▶ [WHAT IS EXPECTED]
Below are some records; give them all again exactly, but not the pictures.

▶ [DATA EXTRACTS]

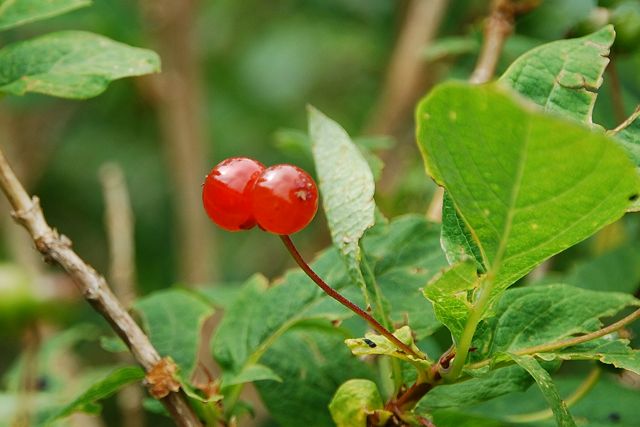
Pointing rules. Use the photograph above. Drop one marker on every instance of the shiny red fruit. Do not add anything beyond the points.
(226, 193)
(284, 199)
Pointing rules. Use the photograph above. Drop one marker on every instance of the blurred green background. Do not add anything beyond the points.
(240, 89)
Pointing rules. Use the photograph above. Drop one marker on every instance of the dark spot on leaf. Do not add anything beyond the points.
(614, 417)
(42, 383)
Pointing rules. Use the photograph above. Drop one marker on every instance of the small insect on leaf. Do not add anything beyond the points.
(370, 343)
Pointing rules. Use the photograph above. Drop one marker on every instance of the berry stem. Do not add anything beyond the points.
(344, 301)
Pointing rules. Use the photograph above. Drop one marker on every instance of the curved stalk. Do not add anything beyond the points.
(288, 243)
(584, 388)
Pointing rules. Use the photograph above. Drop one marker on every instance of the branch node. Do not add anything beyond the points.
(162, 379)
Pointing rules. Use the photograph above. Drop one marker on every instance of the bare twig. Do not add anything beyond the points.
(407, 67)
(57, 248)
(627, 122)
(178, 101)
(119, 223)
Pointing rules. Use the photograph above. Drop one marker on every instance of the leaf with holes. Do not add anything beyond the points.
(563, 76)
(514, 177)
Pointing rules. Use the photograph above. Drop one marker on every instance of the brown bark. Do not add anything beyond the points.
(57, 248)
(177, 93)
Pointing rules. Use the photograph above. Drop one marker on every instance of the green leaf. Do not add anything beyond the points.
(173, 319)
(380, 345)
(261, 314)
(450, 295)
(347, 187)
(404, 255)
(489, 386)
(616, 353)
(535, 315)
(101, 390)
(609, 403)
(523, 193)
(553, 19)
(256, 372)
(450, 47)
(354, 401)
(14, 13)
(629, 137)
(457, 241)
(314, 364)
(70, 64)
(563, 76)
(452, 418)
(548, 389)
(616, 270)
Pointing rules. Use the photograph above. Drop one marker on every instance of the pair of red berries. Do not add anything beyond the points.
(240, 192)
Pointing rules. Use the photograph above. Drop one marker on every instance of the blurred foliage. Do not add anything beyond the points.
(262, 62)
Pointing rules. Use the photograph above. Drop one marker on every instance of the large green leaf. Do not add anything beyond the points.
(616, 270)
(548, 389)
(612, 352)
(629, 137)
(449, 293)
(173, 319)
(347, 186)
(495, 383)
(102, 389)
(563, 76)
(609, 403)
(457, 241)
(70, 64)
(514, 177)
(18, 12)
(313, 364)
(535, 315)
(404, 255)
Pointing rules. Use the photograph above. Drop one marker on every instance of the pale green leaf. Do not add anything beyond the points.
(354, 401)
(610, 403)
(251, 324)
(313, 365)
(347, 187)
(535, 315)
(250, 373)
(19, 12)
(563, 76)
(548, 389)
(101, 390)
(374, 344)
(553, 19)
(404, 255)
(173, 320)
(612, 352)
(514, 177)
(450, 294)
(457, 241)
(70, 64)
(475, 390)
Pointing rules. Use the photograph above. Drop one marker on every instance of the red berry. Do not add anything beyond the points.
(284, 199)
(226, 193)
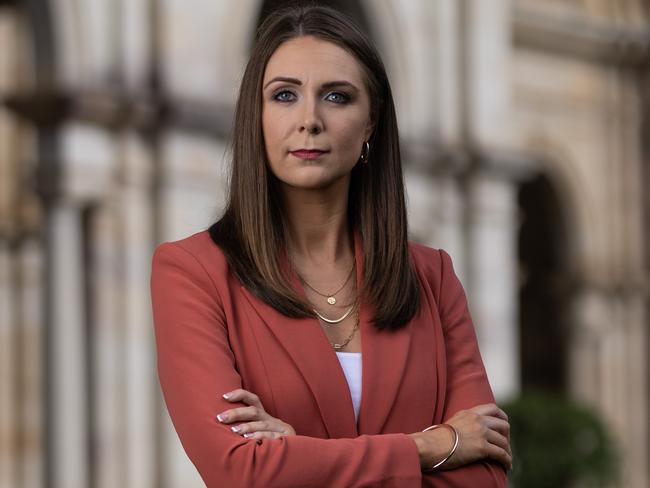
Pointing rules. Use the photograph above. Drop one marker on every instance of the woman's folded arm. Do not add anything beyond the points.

▶ [WORKED SOLUTION]
Pointing rules. Use the photograph above. Drop one marker on every instance of the shiny red fruit. Do not add anything beyond the points.
(226, 193)
(284, 199)
Pointing rules. Use the photograph above. Drop one marker on every instance of the blurred green background. Do not add anything beyond the points.
(240, 89)
Pointing rules. Use the photograph above. Drop one marker on every instance of the dark spot on leaf. Do not add anything beyond the points.
(614, 417)
(42, 383)
Pointing rules. Use the photograph above. Drop one marker on every instance of the small insect on leaf. Do not add anything beyond the points.
(370, 343)
Pointing rules. Use the photograph above. Drop one marker on every instance of the berry stem. Do not add anything beyond the points.
(344, 301)
Pointing rules. Use the photograph above. Drop one marker on every instance of the curved stalk. Do not add anything beyond the points.
(288, 243)
(584, 388)
Pointing rules. Use the photograph above. Drop one marker on every instance of the branch node. Do not add anything beyond the points.
(162, 379)
Pointing rules. Use the photograph above. Drop one marker on every instance of the bare twig. Do not add anything beyond the points.
(407, 67)
(57, 248)
(627, 122)
(178, 101)
(119, 223)
Pointing rules. Use the photograph above. Drop one marker on every instance of the leaf with holes. Do not add anything beyond the points.
(563, 76)
(514, 177)
Pointing rules. Use the photograph above. Drop one marker on every instance of the brown bark. Do not add anything beyond the points.
(57, 248)
(177, 93)
Pointing rules. Use the photograph above. Drop one marker on every instance of the green leaf. Do not add anything beyond the points.
(173, 319)
(380, 345)
(261, 314)
(450, 295)
(347, 187)
(404, 255)
(489, 386)
(616, 353)
(535, 315)
(101, 390)
(609, 403)
(523, 193)
(553, 19)
(256, 372)
(450, 47)
(354, 401)
(14, 13)
(629, 137)
(457, 241)
(314, 364)
(70, 64)
(563, 76)
(452, 418)
(548, 389)
(616, 270)
Pointing rules. Use the photograph above. Drop one marker on every instance of the pair of red berries. Do not add anything beyond the points.
(240, 192)
Pointing rules. Use the photograph above. Drop one marker on every instance of the blurred foliage. Do not add anything beyond the points.
(262, 62)
Pointing rules. Use the photograph above. Drop one marker on every instance of the large green leaf. Do not add anything beyond the points.
(616, 270)
(548, 389)
(612, 352)
(629, 137)
(449, 293)
(173, 319)
(347, 186)
(495, 383)
(102, 389)
(563, 76)
(609, 403)
(457, 241)
(70, 64)
(514, 177)
(18, 12)
(313, 364)
(535, 315)
(404, 255)
Pointing rules. Use the photograph above. Drop one marker on every instance of the pale green leaf. Do not add anything beyond the points.
(354, 401)
(610, 403)
(251, 324)
(313, 365)
(347, 187)
(535, 315)
(250, 373)
(19, 12)
(563, 76)
(548, 389)
(101, 390)
(374, 344)
(553, 19)
(404, 255)
(173, 320)
(612, 352)
(514, 177)
(450, 294)
(457, 241)
(70, 64)
(475, 390)
Pointing rules. Use the photograph above. Drop one marker on every instance of the red berry. Do not add anything beyond the points.
(284, 199)
(226, 193)
Pointing rules. Use the photograph above. Drop one marker on every instance of the woman's folded arm. Do not add anything beyond the points.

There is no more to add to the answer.